• **THE EXERCISE**: Starting with the line that contains "object_class: blue onesie" and going on through the end of the rows below, write those lines out again, keeping the requests exactly as they appear. In the answers, scale every bounding-box coordinate by 2.5 and round each result to a whole number, rounding halves up.

====================

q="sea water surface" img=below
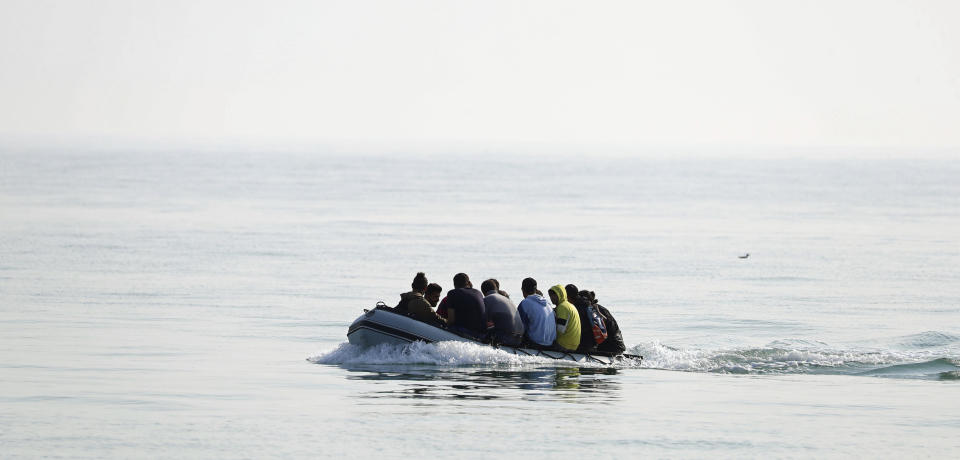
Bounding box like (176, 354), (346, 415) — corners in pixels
(0, 149), (960, 458)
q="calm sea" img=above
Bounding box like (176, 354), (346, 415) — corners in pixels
(0, 149), (960, 458)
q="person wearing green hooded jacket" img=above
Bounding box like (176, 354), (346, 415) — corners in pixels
(550, 284), (580, 351)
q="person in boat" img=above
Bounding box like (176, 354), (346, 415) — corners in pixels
(480, 279), (523, 347)
(548, 284), (580, 351)
(394, 272), (443, 325)
(423, 283), (443, 313)
(492, 278), (510, 299)
(443, 273), (487, 340)
(517, 278), (557, 348)
(581, 291), (627, 354)
(563, 284), (597, 353)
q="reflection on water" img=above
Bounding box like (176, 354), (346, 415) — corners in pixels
(342, 365), (621, 403)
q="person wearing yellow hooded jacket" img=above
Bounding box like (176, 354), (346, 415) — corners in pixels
(550, 284), (580, 351)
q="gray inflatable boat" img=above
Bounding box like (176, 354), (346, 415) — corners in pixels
(347, 308), (643, 365)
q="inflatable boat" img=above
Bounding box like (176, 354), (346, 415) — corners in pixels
(347, 307), (643, 365)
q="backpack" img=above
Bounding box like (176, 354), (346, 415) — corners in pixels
(587, 305), (607, 345)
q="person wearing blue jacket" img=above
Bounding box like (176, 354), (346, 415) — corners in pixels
(517, 278), (557, 347)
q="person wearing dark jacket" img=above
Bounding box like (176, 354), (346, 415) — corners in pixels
(564, 284), (597, 353)
(480, 279), (523, 347)
(582, 291), (627, 354)
(441, 273), (487, 340)
(394, 272), (443, 325)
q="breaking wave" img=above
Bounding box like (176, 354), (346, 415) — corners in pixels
(631, 333), (960, 380)
(308, 331), (960, 381)
(308, 342), (634, 367)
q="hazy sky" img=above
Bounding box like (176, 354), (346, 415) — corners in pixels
(0, 0), (960, 154)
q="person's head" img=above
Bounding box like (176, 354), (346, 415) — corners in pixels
(580, 291), (597, 305)
(410, 272), (429, 293)
(453, 273), (473, 289)
(547, 284), (570, 305)
(480, 279), (497, 295)
(490, 278), (510, 299)
(423, 283), (443, 307)
(520, 278), (537, 297)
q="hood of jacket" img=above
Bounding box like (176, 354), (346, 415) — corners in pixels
(550, 284), (567, 305)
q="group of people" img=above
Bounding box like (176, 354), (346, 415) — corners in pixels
(394, 272), (626, 354)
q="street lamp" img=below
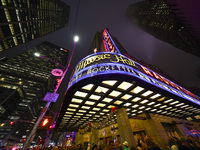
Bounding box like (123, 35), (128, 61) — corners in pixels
(34, 52), (65, 69)
(74, 35), (79, 42)
(22, 36), (79, 150)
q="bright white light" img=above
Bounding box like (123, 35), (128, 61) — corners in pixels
(74, 35), (79, 42)
(34, 53), (40, 57)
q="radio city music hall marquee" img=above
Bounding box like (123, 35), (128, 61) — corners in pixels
(68, 52), (200, 105)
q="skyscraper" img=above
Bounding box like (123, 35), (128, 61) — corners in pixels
(0, 0), (70, 52)
(0, 42), (68, 142)
(127, 0), (200, 57)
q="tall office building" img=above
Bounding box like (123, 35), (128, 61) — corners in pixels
(53, 29), (200, 149)
(127, 0), (200, 57)
(0, 0), (70, 52)
(0, 42), (68, 143)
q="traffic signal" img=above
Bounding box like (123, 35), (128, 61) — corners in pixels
(9, 121), (14, 127)
(54, 78), (61, 89)
(39, 116), (53, 129)
(49, 125), (53, 129)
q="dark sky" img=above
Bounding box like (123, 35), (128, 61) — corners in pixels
(1, 0), (200, 87)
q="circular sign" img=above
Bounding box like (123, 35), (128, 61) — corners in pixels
(51, 69), (63, 77)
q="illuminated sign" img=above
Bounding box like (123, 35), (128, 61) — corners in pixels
(43, 92), (59, 102)
(102, 29), (121, 54)
(51, 69), (63, 77)
(68, 52), (200, 105)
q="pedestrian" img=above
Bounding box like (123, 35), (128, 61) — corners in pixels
(123, 141), (130, 150)
(144, 136), (161, 150)
(115, 141), (122, 150)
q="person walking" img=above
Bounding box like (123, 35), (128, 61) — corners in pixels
(123, 141), (130, 150)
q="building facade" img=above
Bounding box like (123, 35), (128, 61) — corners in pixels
(0, 0), (70, 52)
(127, 0), (200, 57)
(56, 29), (200, 149)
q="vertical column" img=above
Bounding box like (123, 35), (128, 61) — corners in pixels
(90, 127), (99, 145)
(116, 108), (137, 149)
(75, 132), (84, 145)
(176, 123), (191, 137)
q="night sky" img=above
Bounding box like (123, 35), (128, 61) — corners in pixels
(0, 0), (200, 87)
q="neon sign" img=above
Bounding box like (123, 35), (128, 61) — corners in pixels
(102, 29), (121, 54)
(68, 52), (200, 105)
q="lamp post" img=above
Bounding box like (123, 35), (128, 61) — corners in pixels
(22, 36), (79, 150)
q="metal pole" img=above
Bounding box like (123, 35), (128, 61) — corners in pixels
(42, 42), (76, 149)
(22, 102), (51, 150)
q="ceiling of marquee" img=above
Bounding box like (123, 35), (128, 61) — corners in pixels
(55, 75), (200, 129)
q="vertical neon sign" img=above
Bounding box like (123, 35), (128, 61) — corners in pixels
(102, 29), (121, 54)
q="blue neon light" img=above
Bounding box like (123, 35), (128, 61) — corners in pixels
(67, 63), (200, 105)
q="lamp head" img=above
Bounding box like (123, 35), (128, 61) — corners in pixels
(34, 53), (40, 57)
(74, 35), (79, 42)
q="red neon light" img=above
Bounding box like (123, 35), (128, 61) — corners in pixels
(42, 118), (49, 127)
(141, 66), (153, 77)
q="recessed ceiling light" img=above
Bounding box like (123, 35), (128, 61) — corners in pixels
(78, 110), (86, 112)
(117, 82), (133, 90)
(92, 108), (100, 111)
(142, 91), (153, 97)
(124, 103), (131, 106)
(85, 101), (95, 105)
(139, 106), (145, 109)
(150, 94), (161, 99)
(121, 94), (132, 100)
(151, 109), (157, 111)
(102, 80), (117, 86)
(132, 104), (139, 108)
(154, 104), (161, 107)
(102, 97), (113, 103)
(103, 109), (109, 112)
(95, 86), (109, 93)
(164, 99), (173, 103)
(65, 112), (74, 114)
(97, 103), (106, 107)
(82, 84), (94, 91)
(72, 98), (83, 103)
(74, 91), (88, 98)
(131, 86), (144, 94)
(114, 100), (123, 105)
(140, 99), (149, 104)
(90, 94), (101, 100)
(109, 90), (122, 97)
(160, 105), (167, 108)
(131, 97), (141, 102)
(165, 107), (172, 110)
(76, 113), (83, 116)
(81, 106), (90, 109)
(67, 108), (76, 111)
(147, 102), (155, 106)
(69, 104), (79, 108)
(170, 101), (179, 105)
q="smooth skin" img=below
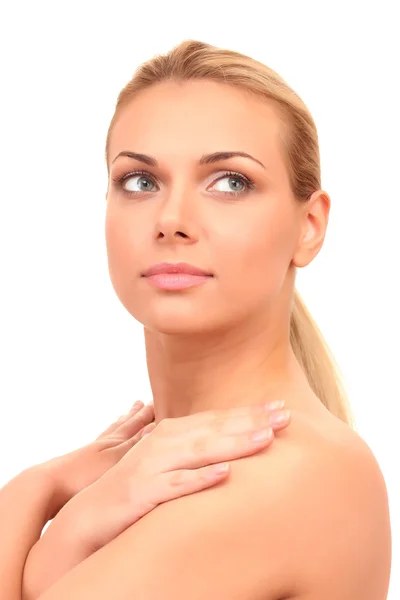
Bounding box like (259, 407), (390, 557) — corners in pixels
(32, 81), (390, 600)
(22, 401), (290, 600)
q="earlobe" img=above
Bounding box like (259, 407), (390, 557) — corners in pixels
(292, 190), (331, 268)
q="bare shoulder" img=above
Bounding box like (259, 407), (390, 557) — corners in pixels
(237, 411), (391, 600)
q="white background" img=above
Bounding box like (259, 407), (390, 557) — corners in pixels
(0, 0), (400, 600)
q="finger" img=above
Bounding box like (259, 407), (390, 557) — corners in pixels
(142, 463), (230, 506)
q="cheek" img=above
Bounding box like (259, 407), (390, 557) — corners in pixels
(218, 215), (295, 295)
(105, 213), (138, 285)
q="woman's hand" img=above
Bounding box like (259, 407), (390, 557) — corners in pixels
(36, 401), (155, 520)
(24, 403), (290, 600)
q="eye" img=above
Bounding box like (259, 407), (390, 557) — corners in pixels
(112, 171), (255, 196)
(209, 171), (254, 196)
(116, 171), (154, 194)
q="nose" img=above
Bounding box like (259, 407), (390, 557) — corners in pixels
(154, 187), (196, 244)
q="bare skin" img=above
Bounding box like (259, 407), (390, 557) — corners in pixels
(106, 81), (330, 422)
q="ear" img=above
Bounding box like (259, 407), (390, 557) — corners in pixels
(292, 190), (331, 267)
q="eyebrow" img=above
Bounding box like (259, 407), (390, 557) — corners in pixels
(111, 150), (266, 169)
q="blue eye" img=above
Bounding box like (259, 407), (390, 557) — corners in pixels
(113, 171), (255, 196)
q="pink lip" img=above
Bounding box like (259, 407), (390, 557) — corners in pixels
(144, 273), (212, 290)
(142, 262), (212, 277)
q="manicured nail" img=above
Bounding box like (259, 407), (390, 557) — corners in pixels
(266, 400), (285, 410)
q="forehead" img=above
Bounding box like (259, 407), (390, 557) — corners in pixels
(110, 80), (281, 163)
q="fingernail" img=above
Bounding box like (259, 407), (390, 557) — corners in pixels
(270, 410), (290, 425)
(265, 400), (285, 410)
(132, 400), (144, 409)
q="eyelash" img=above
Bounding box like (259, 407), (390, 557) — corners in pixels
(112, 171), (255, 196)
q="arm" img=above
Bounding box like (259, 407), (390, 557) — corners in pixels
(0, 467), (52, 600)
(35, 438), (390, 600)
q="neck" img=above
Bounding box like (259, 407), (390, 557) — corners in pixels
(144, 310), (321, 423)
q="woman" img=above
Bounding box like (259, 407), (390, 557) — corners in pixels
(0, 41), (391, 600)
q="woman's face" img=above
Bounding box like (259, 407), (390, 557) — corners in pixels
(106, 81), (312, 333)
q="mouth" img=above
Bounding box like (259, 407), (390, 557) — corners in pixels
(142, 262), (213, 278)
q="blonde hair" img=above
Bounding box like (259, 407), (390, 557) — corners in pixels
(105, 40), (356, 429)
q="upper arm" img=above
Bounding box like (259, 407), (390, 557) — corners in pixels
(40, 428), (388, 600)
(294, 440), (391, 600)
(40, 440), (300, 600)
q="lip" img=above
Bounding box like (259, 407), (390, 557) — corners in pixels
(142, 262), (213, 277)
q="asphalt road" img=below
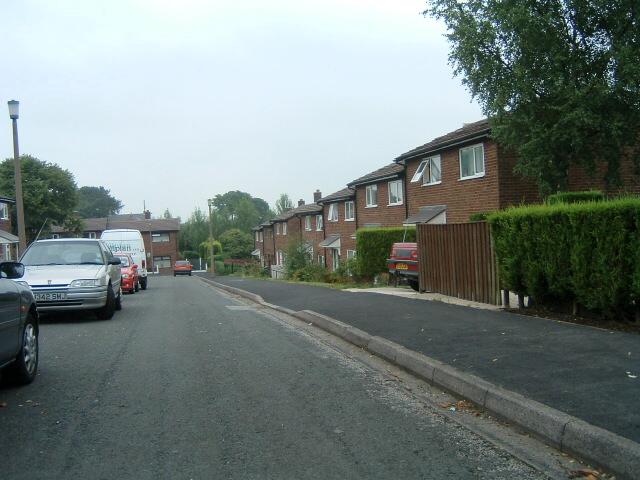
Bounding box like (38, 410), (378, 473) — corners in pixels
(0, 277), (544, 479)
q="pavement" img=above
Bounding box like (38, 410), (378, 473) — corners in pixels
(204, 276), (640, 470)
(0, 276), (552, 480)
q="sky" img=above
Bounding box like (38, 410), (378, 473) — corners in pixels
(0, 0), (483, 220)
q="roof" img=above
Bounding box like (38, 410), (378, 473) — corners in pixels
(395, 118), (491, 162)
(348, 163), (404, 187)
(402, 205), (447, 224)
(317, 187), (356, 205)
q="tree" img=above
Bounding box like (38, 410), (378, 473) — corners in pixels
(77, 186), (123, 218)
(424, 0), (640, 194)
(0, 155), (78, 241)
(220, 228), (253, 258)
(276, 193), (293, 215)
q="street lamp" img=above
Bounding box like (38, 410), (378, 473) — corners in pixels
(207, 198), (216, 273)
(7, 100), (27, 253)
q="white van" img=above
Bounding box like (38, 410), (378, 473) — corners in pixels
(100, 228), (147, 290)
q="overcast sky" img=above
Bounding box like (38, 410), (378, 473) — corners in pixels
(0, 0), (482, 220)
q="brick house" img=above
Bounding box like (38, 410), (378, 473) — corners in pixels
(51, 211), (180, 273)
(348, 163), (407, 228)
(317, 187), (356, 271)
(0, 195), (19, 261)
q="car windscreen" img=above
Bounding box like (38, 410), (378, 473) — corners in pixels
(21, 241), (104, 266)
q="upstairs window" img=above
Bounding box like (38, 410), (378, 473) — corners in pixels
(389, 180), (403, 205)
(460, 144), (484, 179)
(344, 202), (356, 222)
(367, 185), (378, 207)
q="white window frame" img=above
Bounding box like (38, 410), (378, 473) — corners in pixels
(387, 180), (404, 207)
(458, 143), (485, 180)
(365, 183), (378, 208)
(344, 200), (356, 222)
(411, 155), (442, 185)
(327, 203), (340, 222)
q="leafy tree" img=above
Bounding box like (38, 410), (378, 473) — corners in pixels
(77, 186), (123, 218)
(424, 0), (640, 194)
(276, 193), (293, 215)
(0, 155), (78, 241)
(220, 228), (253, 258)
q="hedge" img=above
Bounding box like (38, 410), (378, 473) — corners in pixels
(356, 227), (416, 277)
(546, 190), (606, 205)
(488, 198), (640, 316)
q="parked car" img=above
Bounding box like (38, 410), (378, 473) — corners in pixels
(17, 238), (122, 320)
(387, 242), (420, 292)
(0, 262), (40, 384)
(100, 228), (149, 290)
(173, 260), (193, 277)
(113, 252), (140, 293)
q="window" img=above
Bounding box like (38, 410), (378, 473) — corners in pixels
(153, 255), (171, 268)
(327, 203), (338, 222)
(344, 202), (356, 222)
(367, 185), (378, 207)
(411, 155), (442, 185)
(389, 180), (403, 205)
(460, 144), (484, 179)
(151, 232), (169, 243)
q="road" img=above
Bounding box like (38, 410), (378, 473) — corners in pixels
(0, 277), (546, 479)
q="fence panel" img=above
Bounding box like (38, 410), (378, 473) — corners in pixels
(417, 222), (500, 305)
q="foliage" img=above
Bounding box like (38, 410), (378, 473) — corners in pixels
(276, 193), (293, 215)
(488, 198), (640, 316)
(546, 190), (606, 205)
(77, 186), (123, 218)
(424, 0), (640, 195)
(0, 155), (78, 241)
(356, 227), (416, 278)
(220, 228), (253, 258)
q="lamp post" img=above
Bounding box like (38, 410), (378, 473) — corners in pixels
(7, 100), (27, 255)
(207, 198), (216, 273)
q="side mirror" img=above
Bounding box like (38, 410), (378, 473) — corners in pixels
(0, 262), (24, 280)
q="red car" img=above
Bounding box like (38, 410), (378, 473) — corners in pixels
(387, 242), (420, 292)
(113, 252), (139, 293)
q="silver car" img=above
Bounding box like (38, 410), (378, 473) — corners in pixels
(16, 238), (122, 320)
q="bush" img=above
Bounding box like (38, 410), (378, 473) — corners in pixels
(356, 227), (416, 278)
(546, 190), (606, 205)
(488, 199), (640, 317)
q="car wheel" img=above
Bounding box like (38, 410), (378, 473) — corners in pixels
(7, 313), (38, 385)
(96, 284), (116, 320)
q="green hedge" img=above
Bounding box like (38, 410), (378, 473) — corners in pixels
(488, 198), (640, 316)
(546, 190), (606, 205)
(356, 227), (416, 278)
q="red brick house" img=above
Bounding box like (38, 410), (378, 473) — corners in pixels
(348, 163), (407, 228)
(0, 196), (19, 261)
(317, 187), (356, 271)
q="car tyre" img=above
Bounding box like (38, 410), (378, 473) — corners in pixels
(96, 284), (116, 320)
(7, 312), (39, 385)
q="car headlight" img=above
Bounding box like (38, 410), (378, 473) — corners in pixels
(69, 278), (100, 288)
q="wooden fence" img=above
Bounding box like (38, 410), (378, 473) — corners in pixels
(417, 222), (500, 305)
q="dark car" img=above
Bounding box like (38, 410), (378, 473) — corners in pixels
(0, 262), (39, 384)
(387, 242), (420, 292)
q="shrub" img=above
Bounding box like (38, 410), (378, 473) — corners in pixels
(546, 190), (606, 205)
(488, 199), (640, 316)
(356, 227), (416, 278)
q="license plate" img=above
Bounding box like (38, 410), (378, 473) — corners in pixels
(33, 292), (67, 302)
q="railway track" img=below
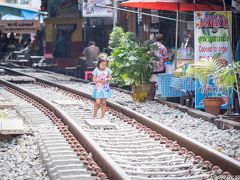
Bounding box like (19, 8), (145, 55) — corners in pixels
(0, 65), (240, 179)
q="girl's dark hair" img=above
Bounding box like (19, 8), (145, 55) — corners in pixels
(97, 53), (108, 68)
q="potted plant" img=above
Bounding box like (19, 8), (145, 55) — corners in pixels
(110, 26), (156, 101)
(186, 57), (223, 115)
(217, 62), (240, 115)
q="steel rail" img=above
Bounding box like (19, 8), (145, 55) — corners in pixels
(1, 66), (240, 175)
(0, 79), (130, 180)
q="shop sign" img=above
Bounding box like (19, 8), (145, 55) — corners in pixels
(194, 11), (233, 109)
(82, 0), (113, 17)
(0, 20), (40, 34)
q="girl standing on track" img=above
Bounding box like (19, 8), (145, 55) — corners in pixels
(92, 53), (112, 120)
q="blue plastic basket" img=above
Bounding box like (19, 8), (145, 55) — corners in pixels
(157, 74), (184, 97)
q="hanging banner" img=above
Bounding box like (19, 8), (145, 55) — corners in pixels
(194, 11), (233, 109)
(0, 20), (40, 34)
(82, 0), (113, 17)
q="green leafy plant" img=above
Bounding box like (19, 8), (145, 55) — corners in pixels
(108, 26), (125, 49)
(192, 57), (222, 97)
(109, 26), (158, 86)
(217, 62), (240, 114)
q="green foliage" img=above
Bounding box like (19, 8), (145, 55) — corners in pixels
(110, 28), (158, 86)
(194, 58), (221, 85)
(218, 62), (240, 88)
(109, 27), (125, 49)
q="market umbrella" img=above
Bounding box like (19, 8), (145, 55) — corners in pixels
(120, 0), (224, 68)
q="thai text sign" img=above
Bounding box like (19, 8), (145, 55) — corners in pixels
(82, 0), (113, 17)
(194, 11), (233, 109)
(0, 20), (40, 34)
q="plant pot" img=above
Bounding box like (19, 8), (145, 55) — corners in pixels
(131, 84), (150, 102)
(147, 82), (156, 101)
(203, 97), (222, 115)
(131, 82), (156, 102)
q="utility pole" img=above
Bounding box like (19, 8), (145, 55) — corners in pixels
(113, 0), (118, 28)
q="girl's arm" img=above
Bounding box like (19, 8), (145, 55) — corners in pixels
(106, 75), (112, 81)
(93, 76), (103, 83)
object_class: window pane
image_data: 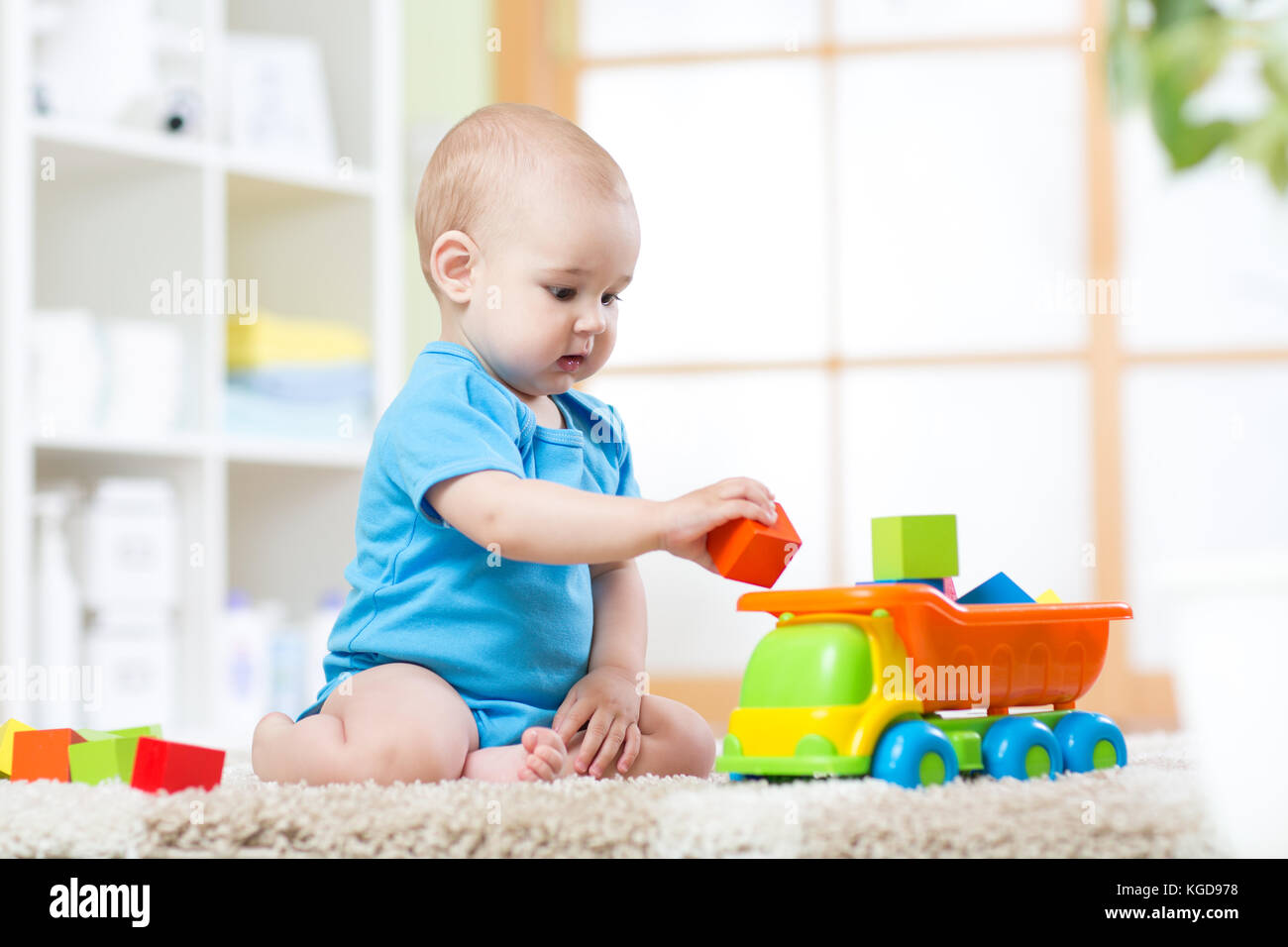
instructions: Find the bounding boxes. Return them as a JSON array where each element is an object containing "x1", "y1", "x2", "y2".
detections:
[
  {"x1": 577, "y1": 0, "x2": 819, "y2": 55},
  {"x1": 1124, "y1": 365, "x2": 1288, "y2": 670},
  {"x1": 836, "y1": 0, "x2": 1082, "y2": 43},
  {"x1": 841, "y1": 365, "x2": 1094, "y2": 601},
  {"x1": 587, "y1": 371, "x2": 831, "y2": 676},
  {"x1": 1116, "y1": 99, "x2": 1288, "y2": 351},
  {"x1": 579, "y1": 59, "x2": 827, "y2": 365},
  {"x1": 837, "y1": 49, "x2": 1086, "y2": 356}
]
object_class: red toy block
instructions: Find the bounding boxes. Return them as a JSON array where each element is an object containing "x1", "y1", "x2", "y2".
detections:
[
  {"x1": 9, "y1": 727, "x2": 85, "y2": 783},
  {"x1": 707, "y1": 502, "x2": 802, "y2": 587},
  {"x1": 130, "y1": 737, "x2": 224, "y2": 792}
]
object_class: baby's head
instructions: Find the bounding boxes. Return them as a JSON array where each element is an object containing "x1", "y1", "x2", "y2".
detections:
[{"x1": 416, "y1": 103, "x2": 640, "y2": 404}]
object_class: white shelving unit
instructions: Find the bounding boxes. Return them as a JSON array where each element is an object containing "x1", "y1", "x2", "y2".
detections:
[{"x1": 0, "y1": 0, "x2": 406, "y2": 746}]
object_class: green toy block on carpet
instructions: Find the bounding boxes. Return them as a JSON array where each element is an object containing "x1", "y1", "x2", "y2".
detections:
[
  {"x1": 67, "y1": 724, "x2": 161, "y2": 785},
  {"x1": 872, "y1": 514, "x2": 957, "y2": 581}
]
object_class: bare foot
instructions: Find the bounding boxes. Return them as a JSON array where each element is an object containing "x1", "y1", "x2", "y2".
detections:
[{"x1": 519, "y1": 727, "x2": 568, "y2": 783}]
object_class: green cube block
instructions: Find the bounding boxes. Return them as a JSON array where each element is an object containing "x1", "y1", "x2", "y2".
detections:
[
  {"x1": 872, "y1": 514, "x2": 957, "y2": 581},
  {"x1": 67, "y1": 737, "x2": 129, "y2": 785},
  {"x1": 108, "y1": 723, "x2": 161, "y2": 740},
  {"x1": 110, "y1": 723, "x2": 161, "y2": 783}
]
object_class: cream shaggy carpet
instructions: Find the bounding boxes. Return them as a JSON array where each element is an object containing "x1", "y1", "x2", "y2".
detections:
[{"x1": 0, "y1": 733, "x2": 1228, "y2": 858}]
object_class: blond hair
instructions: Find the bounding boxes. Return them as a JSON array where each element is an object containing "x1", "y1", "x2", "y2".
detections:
[{"x1": 416, "y1": 102, "x2": 631, "y2": 301}]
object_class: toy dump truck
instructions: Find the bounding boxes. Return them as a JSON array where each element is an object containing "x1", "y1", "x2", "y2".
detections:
[{"x1": 716, "y1": 582, "x2": 1132, "y2": 788}]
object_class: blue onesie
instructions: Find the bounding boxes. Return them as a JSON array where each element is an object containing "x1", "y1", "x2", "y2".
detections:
[{"x1": 296, "y1": 342, "x2": 640, "y2": 747}]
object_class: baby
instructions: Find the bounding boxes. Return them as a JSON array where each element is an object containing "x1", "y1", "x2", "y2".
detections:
[{"x1": 253, "y1": 104, "x2": 776, "y2": 785}]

====================

• **RESULT OF THE EXERCISE**:
object_class: blue onesie
instructions: Find the bounding boxes. Return them as a JSON array where each element is an object containing "x1", "y1", "x2", "y2".
detections:
[{"x1": 740, "y1": 855, "x2": 1600, "y2": 1868}]
object_class: baby
instructions: Find the bounding boxes. Return them as a JSON array where each element is an object containing "x1", "y1", "x2", "y2".
detections:
[{"x1": 633, "y1": 260, "x2": 1940, "y2": 1963}]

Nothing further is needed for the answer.